Data for analysis -
○ ○ ○ ○

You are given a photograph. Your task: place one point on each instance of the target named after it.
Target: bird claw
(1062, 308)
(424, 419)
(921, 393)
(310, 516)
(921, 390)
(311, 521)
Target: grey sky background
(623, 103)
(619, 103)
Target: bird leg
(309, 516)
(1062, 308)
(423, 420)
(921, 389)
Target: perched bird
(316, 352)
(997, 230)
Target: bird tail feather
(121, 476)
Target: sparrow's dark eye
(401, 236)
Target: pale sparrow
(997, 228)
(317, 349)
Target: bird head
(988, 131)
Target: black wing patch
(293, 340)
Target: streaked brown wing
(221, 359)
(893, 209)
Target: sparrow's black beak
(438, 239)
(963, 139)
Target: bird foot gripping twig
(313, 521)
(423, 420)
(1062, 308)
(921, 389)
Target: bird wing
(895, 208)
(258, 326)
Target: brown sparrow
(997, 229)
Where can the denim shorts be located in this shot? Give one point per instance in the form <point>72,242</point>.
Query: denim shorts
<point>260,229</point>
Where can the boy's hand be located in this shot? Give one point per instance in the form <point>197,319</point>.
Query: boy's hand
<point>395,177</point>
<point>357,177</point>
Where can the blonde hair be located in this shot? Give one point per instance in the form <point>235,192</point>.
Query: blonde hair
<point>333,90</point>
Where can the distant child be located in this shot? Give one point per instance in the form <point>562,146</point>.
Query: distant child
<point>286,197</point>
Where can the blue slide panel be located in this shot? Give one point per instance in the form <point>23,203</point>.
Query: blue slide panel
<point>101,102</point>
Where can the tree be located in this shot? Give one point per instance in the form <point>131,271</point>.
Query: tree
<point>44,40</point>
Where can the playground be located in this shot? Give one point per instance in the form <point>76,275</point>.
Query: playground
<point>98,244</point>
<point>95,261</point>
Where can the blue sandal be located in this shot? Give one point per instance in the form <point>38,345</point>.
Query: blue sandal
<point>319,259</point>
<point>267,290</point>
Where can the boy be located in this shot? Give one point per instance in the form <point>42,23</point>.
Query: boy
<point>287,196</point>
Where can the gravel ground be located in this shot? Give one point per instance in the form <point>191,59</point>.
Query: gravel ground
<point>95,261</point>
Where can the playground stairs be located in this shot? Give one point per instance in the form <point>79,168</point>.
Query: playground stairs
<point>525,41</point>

○ ○ ○ ○

Task requirements - Work out the number of lines in the records that contain the string "this". Nothing but that number should be sent back.

Exercise answer - 11